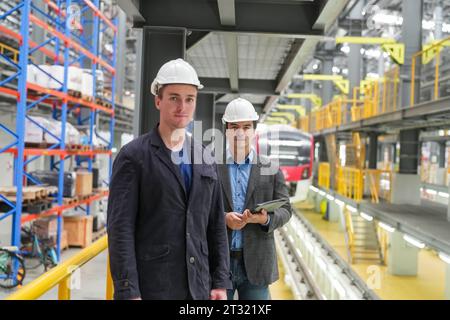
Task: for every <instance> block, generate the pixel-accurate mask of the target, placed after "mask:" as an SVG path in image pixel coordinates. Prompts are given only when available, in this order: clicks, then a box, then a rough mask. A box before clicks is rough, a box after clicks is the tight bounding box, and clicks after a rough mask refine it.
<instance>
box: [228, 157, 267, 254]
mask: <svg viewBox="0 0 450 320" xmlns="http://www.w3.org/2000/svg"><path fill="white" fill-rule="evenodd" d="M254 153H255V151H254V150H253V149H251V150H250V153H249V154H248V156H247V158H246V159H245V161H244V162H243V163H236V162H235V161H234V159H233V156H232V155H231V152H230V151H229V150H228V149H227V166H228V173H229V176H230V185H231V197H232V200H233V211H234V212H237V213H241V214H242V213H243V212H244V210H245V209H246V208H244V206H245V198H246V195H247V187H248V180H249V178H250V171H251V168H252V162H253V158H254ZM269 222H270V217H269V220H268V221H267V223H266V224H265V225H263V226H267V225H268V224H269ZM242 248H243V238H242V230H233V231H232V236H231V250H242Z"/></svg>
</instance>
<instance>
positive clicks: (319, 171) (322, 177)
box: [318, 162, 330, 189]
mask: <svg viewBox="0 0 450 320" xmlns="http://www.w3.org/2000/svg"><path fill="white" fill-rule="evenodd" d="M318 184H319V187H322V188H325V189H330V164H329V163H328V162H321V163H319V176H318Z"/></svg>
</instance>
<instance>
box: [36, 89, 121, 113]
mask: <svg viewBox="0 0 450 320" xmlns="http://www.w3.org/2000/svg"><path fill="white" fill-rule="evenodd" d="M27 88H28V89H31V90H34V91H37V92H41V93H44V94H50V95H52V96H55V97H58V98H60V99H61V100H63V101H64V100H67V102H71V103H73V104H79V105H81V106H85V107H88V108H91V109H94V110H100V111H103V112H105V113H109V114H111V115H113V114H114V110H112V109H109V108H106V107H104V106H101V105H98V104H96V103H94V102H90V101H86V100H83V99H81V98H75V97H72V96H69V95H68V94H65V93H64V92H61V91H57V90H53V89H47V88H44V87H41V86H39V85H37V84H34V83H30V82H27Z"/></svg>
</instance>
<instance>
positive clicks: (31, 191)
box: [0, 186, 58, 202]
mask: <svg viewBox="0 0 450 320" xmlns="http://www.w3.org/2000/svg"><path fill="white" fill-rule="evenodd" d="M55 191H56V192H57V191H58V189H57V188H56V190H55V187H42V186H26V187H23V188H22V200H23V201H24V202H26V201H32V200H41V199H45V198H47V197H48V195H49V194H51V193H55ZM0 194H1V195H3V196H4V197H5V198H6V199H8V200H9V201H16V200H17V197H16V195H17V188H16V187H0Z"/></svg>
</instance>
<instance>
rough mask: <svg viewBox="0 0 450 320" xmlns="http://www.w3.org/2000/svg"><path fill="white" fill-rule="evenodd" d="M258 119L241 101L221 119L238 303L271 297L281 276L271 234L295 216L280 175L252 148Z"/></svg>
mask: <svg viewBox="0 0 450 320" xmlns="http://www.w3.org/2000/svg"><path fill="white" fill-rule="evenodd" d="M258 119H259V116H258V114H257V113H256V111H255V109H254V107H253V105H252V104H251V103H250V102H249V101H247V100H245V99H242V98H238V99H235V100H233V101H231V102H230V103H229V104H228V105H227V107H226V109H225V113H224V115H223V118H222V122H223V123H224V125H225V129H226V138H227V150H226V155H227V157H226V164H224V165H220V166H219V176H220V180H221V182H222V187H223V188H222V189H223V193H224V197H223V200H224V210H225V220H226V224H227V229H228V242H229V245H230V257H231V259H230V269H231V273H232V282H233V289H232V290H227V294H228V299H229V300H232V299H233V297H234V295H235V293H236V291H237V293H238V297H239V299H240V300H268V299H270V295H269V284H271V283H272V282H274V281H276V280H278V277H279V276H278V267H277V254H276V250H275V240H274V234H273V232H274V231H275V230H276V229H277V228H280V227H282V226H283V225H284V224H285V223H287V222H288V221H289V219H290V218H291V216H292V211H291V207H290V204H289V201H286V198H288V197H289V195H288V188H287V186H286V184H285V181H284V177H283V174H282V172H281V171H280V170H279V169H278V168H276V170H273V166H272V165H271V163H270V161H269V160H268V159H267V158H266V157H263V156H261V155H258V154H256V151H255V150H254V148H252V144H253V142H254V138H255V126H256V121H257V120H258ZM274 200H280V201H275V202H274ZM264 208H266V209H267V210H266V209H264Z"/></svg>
--
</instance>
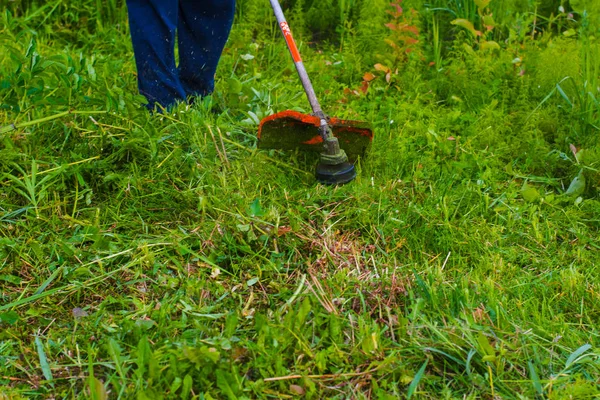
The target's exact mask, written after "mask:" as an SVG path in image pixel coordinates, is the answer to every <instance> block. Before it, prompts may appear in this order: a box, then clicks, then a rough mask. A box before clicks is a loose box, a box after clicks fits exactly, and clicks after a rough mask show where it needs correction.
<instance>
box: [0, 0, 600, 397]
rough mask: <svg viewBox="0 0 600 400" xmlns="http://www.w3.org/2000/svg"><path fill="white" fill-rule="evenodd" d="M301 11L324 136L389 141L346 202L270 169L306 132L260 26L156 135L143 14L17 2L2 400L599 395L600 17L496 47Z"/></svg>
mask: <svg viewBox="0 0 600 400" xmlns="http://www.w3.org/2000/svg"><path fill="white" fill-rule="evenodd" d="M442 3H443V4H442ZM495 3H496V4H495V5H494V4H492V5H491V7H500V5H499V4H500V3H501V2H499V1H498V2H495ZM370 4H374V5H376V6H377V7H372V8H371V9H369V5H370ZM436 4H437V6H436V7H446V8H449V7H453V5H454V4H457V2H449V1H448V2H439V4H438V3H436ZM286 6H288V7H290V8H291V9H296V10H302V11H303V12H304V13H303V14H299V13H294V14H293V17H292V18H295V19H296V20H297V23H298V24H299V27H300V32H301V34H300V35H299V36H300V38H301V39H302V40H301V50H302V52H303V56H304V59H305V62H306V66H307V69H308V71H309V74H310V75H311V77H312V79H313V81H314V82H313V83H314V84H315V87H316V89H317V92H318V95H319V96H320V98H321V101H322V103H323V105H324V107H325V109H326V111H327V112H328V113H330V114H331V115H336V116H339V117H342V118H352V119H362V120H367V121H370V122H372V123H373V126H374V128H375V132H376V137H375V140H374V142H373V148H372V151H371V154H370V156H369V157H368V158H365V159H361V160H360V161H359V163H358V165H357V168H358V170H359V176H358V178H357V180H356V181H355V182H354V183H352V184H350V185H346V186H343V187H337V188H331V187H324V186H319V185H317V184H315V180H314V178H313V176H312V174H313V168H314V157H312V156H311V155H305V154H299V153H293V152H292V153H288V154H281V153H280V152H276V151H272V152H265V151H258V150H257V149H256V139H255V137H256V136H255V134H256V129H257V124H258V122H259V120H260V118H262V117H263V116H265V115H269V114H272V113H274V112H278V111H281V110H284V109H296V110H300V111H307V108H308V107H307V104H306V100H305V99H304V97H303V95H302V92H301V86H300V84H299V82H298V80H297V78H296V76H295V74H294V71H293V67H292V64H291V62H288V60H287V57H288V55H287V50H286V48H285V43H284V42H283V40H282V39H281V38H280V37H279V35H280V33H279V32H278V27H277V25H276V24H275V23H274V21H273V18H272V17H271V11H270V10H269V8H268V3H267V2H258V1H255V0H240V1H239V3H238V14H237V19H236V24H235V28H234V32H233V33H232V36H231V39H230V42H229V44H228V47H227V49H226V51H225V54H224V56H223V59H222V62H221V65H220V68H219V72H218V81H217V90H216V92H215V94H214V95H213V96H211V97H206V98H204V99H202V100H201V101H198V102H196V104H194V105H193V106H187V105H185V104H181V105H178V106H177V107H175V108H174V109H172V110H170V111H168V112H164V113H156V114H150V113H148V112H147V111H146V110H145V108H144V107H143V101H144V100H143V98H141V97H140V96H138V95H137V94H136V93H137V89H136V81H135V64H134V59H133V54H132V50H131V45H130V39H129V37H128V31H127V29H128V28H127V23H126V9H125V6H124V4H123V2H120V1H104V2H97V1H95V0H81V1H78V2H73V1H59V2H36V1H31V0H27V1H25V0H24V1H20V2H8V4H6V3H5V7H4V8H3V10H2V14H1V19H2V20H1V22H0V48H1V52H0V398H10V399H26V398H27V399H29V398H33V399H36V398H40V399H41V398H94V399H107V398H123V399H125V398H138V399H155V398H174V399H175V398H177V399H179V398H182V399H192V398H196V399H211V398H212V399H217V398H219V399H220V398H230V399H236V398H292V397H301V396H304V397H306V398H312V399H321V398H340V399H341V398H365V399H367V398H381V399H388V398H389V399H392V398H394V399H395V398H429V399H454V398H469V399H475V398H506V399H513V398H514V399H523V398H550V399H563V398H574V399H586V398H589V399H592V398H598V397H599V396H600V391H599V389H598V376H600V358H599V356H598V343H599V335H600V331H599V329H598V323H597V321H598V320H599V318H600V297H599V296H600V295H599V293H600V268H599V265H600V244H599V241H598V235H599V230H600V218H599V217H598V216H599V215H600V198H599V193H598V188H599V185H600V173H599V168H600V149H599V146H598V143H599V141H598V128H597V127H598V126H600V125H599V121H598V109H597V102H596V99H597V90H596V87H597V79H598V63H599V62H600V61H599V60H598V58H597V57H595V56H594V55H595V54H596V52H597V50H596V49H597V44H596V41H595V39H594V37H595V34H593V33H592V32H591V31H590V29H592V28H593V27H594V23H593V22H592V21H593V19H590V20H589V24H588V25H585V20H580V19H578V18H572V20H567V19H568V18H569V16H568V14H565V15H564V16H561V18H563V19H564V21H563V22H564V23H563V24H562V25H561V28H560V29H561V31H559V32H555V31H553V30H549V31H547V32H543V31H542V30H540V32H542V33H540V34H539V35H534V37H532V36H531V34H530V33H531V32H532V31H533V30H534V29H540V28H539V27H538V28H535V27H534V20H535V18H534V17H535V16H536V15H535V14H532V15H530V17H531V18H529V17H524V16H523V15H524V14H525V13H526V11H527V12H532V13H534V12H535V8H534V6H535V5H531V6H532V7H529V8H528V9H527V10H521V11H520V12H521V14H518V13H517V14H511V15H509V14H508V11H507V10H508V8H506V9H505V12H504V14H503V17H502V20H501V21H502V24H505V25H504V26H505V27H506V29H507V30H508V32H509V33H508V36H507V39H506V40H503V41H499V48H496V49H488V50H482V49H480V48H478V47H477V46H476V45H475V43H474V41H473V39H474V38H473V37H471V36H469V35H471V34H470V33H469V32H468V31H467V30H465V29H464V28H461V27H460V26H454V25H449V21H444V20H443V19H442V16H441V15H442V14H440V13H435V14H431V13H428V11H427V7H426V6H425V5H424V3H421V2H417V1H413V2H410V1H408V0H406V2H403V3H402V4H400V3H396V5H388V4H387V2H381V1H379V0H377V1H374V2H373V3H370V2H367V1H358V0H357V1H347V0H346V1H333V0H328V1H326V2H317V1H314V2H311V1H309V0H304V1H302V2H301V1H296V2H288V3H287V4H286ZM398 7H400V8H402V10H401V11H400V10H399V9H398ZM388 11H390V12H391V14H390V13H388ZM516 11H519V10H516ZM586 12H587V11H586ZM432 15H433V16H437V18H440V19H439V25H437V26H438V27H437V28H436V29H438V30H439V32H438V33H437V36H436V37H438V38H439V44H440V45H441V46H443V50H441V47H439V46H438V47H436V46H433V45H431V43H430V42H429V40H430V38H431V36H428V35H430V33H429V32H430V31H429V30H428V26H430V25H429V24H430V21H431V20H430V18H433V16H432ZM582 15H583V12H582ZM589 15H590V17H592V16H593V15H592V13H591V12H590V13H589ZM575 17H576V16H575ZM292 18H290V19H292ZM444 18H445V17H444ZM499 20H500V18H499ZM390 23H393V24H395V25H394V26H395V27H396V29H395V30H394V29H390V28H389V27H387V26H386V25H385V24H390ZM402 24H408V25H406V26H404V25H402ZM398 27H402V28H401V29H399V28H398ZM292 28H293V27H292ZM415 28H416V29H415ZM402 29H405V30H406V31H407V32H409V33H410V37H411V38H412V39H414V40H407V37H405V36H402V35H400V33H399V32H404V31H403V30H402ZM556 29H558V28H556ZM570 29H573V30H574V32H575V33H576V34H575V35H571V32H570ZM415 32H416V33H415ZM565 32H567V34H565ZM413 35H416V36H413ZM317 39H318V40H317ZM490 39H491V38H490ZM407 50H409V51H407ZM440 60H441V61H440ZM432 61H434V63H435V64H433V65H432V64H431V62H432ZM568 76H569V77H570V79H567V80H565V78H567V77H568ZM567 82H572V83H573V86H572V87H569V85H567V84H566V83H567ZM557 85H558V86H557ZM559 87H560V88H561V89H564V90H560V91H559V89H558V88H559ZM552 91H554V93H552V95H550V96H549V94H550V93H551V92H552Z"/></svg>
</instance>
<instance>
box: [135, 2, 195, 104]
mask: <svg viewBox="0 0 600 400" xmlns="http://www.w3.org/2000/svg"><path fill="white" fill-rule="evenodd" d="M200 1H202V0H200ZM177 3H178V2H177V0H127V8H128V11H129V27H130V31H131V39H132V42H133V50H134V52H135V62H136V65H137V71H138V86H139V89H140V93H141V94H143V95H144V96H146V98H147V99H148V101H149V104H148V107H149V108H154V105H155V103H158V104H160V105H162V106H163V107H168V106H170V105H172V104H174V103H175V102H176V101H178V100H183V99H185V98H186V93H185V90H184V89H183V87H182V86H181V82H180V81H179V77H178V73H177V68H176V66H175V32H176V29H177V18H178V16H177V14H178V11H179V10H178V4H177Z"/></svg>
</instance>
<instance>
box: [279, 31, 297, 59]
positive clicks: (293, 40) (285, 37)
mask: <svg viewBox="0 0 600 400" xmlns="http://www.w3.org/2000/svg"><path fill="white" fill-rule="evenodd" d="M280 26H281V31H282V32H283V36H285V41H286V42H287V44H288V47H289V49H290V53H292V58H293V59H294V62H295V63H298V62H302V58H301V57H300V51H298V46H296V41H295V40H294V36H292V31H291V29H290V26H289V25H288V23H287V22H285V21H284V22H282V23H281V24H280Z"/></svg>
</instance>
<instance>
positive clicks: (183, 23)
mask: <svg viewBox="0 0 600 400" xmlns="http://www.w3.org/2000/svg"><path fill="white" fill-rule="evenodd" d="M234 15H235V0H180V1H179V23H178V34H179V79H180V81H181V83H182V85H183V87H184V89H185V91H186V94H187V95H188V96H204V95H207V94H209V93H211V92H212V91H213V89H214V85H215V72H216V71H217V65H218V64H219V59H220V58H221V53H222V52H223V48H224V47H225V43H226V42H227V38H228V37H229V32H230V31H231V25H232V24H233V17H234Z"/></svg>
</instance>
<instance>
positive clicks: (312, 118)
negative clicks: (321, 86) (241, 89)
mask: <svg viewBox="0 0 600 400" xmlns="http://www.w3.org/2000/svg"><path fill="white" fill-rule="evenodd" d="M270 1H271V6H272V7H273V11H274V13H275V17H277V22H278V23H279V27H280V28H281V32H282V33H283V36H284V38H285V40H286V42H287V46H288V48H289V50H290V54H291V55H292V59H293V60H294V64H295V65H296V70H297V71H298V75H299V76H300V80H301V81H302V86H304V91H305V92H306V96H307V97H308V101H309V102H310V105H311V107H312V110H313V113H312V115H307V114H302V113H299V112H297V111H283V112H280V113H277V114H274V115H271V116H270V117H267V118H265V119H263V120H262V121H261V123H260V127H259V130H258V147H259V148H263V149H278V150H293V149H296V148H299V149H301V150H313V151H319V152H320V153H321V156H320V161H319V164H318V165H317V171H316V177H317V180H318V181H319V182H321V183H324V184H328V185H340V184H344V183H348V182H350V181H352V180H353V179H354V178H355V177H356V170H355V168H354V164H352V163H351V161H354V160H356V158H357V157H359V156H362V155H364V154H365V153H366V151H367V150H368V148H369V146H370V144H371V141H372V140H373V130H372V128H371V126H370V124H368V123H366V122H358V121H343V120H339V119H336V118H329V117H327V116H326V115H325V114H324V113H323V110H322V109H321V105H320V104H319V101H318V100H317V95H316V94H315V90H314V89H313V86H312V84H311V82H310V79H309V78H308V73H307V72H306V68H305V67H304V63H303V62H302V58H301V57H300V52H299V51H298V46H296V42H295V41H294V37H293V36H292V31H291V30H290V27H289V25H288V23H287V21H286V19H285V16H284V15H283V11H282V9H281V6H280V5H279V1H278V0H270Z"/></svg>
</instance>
--
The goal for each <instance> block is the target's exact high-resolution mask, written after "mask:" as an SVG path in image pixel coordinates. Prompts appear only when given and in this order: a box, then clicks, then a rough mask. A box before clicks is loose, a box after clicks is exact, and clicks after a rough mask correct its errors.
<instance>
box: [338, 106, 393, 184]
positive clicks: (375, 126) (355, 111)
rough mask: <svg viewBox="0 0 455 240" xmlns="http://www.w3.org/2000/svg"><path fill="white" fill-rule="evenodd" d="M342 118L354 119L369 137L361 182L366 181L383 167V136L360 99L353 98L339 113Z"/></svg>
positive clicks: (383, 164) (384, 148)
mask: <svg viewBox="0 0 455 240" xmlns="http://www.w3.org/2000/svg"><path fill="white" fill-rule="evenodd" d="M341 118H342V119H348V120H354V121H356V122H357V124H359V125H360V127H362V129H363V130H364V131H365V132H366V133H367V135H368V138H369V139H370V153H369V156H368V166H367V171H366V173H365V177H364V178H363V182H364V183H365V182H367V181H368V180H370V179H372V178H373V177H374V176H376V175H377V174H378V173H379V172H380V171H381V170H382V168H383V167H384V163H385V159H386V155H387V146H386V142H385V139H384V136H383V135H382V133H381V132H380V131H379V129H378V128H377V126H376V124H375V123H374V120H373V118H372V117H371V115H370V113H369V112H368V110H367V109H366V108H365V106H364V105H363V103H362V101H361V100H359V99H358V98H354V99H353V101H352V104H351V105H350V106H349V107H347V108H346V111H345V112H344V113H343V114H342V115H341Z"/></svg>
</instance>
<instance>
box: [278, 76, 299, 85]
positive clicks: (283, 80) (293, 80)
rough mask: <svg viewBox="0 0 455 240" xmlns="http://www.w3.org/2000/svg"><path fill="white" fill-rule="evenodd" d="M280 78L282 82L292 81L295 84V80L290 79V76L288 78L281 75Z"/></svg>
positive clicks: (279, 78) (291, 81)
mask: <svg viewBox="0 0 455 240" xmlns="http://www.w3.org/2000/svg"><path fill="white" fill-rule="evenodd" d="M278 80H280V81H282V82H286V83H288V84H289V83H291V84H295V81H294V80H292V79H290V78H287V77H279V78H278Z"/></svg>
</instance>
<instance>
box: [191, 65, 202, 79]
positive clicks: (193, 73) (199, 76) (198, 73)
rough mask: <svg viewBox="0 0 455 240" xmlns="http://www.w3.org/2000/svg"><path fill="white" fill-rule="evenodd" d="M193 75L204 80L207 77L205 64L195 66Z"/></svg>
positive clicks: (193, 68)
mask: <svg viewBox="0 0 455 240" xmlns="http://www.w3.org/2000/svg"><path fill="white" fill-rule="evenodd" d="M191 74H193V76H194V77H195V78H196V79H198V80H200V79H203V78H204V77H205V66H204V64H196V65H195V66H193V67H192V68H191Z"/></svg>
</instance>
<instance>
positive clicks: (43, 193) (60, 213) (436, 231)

YOUR TASK: Copy everything from the line containing "Task: for every" down to the line containing "box: [228, 157, 267, 254]", swapping "pixel-accurate" for "exact" and keeping every other character unchanged.

FINAL ANSWER:
Task: for every <instance> block, generate the exact mask of the target, placed after "mask:" as an SVG path in image pixel coordinates. Prompts are given only when available, in this order: clicks, then a box, then a rough mask. A box before clicks is rough, a box after clicks is the tight bounding box, and clicks after a rough mask refine it.
<instance>
box: [228, 157, 267, 254]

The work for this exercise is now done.